■ AIM OF THE EXERCISE: Write out all of the data below word for word and line by line, leaving out the picture placeholder.

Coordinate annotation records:
• • • • • • •

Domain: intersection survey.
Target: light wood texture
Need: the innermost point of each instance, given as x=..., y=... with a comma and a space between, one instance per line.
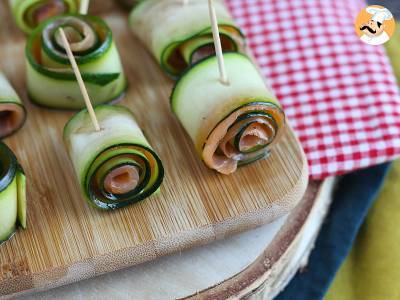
x=68, y=241
x=238, y=265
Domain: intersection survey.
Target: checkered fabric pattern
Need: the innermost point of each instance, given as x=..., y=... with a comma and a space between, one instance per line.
x=339, y=94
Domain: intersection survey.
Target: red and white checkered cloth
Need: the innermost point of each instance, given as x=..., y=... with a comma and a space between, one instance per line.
x=339, y=94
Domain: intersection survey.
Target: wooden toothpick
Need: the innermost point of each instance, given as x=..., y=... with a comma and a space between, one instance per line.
x=217, y=43
x=83, y=8
x=80, y=80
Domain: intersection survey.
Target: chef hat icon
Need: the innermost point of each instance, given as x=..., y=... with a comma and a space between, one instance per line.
x=379, y=14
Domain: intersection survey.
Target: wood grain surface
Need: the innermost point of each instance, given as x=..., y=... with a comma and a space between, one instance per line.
x=67, y=241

• • • • • • •

■ OUTPUT OF THE TASK:
Domain: intersection survey.
Target: light wood texture
Need: the innermost point of each instance, given as x=..., y=... with a comma and a space between, one instance per line.
x=68, y=241
x=238, y=265
Domain: intersection survey.
Target: checkered fabric pattern
Need: the innermost point of each instance, given as x=..., y=... with a comma and a space between, one instance per line.
x=339, y=94
Domain: intersection survey.
Target: red and white checkered cloth
Need: the innermost point of each instance, given as x=..., y=... with a comma and a space between, one instance per line.
x=339, y=94
Domain: intersection survey.
Target: wooden toothpick
Need: the innermost point of each instance, given as x=..., y=... with a comma and a space between, one instance per line.
x=217, y=43
x=83, y=8
x=80, y=80
Domain: intersection survey.
Target: chef hat icon
Need: the innermost point of each instance, given as x=..., y=... with a comma and a space between, one instance per line.
x=379, y=14
Domain: intersection survey.
Target: wood grain surface
Need: the innermost point of each instance, given as x=..., y=... with a comma and a space between, one instance per line.
x=67, y=241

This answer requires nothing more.